--- Instructions to follow ---
Your answer should be one number: how many lines of the data include the string "find"?

#### Data extract

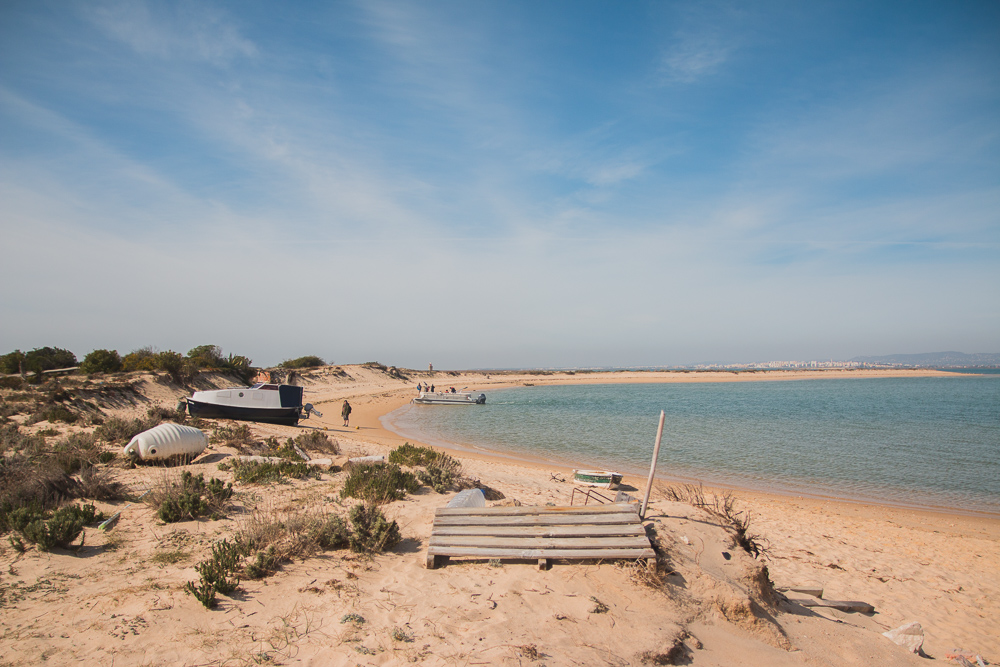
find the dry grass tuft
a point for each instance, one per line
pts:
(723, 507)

########
#### Data extract

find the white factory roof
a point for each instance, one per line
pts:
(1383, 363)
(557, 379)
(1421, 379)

########

--- Solution for this exercise ---
2